SET TASK ->
Show every line in the lines below that contains the word "dress", copying each one in full.

RECORDED DATA ->
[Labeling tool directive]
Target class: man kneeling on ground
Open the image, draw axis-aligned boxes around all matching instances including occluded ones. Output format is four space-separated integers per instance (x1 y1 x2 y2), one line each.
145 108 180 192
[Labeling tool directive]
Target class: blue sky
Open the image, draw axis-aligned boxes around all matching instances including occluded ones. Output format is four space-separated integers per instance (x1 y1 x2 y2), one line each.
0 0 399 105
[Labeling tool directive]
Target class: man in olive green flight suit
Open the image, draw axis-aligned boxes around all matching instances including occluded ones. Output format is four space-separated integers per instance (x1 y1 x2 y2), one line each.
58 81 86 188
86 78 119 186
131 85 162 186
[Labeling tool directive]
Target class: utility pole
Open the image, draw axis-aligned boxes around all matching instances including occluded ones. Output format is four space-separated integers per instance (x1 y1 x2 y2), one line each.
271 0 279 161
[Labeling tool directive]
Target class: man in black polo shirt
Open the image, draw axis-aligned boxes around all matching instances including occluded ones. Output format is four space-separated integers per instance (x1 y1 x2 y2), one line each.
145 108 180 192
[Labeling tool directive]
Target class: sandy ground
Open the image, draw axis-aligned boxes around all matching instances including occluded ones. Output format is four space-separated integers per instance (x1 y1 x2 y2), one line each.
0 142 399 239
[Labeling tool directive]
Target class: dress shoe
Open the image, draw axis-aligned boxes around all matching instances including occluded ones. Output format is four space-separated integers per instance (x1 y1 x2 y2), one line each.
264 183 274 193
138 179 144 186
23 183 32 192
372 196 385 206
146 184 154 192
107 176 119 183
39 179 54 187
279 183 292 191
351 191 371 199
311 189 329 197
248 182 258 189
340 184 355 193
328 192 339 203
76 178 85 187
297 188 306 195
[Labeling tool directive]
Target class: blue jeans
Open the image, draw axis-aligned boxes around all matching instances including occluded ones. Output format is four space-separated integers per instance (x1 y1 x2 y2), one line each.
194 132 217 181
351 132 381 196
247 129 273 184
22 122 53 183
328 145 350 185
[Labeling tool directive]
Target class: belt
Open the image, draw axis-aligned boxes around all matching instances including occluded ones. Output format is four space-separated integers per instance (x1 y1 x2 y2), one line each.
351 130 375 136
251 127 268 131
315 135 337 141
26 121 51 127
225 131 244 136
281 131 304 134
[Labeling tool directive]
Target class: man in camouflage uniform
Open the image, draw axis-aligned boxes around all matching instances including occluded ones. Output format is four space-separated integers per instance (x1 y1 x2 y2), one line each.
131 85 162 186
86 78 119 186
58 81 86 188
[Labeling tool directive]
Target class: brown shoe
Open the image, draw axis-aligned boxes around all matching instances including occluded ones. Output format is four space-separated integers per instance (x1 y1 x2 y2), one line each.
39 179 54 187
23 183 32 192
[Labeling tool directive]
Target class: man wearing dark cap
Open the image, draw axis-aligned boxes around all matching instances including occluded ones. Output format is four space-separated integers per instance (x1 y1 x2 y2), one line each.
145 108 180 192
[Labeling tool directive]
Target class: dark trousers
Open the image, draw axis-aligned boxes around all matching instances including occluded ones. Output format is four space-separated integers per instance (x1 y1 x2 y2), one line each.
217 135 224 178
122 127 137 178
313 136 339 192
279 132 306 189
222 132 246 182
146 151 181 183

* * *

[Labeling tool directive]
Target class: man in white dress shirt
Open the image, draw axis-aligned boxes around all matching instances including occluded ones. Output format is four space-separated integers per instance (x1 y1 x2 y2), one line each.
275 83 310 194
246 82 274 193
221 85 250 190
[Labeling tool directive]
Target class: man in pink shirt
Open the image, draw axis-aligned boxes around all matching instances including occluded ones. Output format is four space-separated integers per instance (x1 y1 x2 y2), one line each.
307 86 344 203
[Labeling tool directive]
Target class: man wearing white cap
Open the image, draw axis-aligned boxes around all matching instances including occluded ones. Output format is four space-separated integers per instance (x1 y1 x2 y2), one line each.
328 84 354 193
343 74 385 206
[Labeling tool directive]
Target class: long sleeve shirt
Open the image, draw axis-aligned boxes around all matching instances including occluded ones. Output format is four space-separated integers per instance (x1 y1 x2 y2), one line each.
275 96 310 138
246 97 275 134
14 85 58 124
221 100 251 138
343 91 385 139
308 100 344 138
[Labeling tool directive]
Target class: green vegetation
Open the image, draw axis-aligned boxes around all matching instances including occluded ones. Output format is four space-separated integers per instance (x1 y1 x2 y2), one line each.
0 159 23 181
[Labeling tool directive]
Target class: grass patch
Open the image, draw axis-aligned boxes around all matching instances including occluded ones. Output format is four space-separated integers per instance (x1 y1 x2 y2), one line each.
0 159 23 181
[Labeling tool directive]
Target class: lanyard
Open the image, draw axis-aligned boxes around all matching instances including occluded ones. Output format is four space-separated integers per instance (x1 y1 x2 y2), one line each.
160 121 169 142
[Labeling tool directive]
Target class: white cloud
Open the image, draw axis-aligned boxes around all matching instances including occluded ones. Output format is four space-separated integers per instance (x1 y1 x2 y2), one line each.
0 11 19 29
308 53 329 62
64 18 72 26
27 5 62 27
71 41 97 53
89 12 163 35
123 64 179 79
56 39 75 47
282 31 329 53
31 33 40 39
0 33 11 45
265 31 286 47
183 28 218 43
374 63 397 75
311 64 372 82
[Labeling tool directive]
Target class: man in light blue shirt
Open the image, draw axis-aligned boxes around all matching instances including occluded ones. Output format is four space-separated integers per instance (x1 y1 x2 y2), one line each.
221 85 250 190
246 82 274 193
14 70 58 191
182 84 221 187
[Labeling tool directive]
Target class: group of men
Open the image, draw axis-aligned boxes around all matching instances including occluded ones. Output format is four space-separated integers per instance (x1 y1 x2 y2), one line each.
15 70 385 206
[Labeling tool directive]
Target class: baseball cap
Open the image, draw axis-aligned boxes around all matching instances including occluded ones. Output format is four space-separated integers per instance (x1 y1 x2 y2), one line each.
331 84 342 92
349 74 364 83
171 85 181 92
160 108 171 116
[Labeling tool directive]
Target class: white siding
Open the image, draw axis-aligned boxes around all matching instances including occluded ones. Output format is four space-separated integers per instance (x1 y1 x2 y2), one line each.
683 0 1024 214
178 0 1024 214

IN RESPONSE ->
Target class: dress shoe
Target class: man in white dress shirt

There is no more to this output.